So what we will need to do is 
- Split the features into categorical and numerical features.

After that is done, we will need to 
- Encode the categorical ones differently so they are not integers, we can achieve this by using one hot encoding.

### Splitting the features into categorical and numerical features

By using the dataset.info(), we can see what features are numerical and integer(categorical).
We need to be cautious to not assume all the integers are categorical. For instance, age, is not a catagorical feature even though it's an integer.

The numerical:

- 6,   Previous qualification (grade)                  , float64
- 12,  Admission grade                                 , float64
- 25,  Curricular units 1st sem (grade)                , float64
- 31,  Curricular units 2nd sem (grade)                , float64
- 33,  Unemployment rate                               , float64
- 34,  Inflation rate                                  , float64
- 35,  GDP                                             , float64

The target: 
- 36  Target,  object, which is three categories, encoded as ints. (dropout, enrolled, and graduate)

By inspecting the documentation further, we can now make an overview over what integers are categorical, and which are not.

########################################

→ **Required actions**:
1) In the text on splitting dataset features, which feature is given as an example of an integer that is not categorical?
2) Copy the part of the feature-splitting text between "### Splitting the" and "it's an integer.", inclusive.
The records that come next have no connection to the text above.

########################################

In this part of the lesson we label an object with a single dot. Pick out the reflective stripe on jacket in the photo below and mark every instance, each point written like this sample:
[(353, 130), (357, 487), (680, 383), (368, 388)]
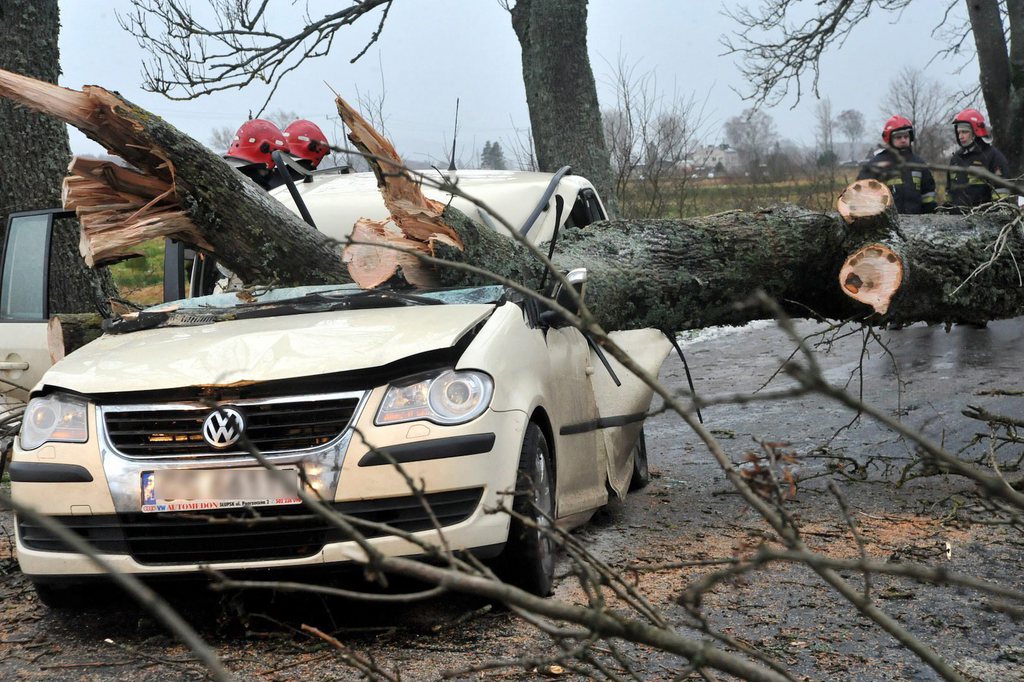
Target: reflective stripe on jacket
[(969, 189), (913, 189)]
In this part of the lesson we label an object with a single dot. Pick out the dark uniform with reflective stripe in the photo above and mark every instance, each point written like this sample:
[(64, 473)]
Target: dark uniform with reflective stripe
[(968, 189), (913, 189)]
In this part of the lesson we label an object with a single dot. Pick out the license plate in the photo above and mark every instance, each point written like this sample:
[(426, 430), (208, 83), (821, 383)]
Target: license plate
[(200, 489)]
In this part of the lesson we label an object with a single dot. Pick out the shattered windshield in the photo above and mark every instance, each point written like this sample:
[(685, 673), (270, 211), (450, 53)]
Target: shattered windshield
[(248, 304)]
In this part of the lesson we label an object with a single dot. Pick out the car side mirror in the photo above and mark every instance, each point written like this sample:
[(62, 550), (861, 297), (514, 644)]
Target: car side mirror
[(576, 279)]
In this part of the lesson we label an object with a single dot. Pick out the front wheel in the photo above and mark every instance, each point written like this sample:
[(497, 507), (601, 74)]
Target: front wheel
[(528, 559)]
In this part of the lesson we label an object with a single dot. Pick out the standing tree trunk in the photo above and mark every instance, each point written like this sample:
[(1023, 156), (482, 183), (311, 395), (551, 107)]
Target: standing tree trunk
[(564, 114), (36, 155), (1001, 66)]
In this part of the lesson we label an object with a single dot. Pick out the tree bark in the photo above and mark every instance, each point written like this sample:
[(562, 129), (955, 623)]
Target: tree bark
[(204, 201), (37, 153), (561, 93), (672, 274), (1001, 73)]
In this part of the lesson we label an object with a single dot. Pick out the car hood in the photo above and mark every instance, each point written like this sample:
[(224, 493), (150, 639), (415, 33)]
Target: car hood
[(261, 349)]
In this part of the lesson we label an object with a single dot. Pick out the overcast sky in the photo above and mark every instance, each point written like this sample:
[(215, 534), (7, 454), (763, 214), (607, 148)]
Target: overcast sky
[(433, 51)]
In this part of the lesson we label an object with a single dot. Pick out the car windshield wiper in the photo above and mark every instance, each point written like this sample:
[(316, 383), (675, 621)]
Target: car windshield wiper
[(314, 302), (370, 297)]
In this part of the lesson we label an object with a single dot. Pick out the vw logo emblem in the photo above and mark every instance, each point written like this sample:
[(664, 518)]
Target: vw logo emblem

########################################

→ **Results for each task**:
1) Age

2)
### Splitting the features into categorical and numerical features

By using the dataset.info(), we can see what features are numerical and integer(categorical).
We need to be cautious to not assume all the integers are categorical. For instance, age, is not a catagorical feature even though it's an integer.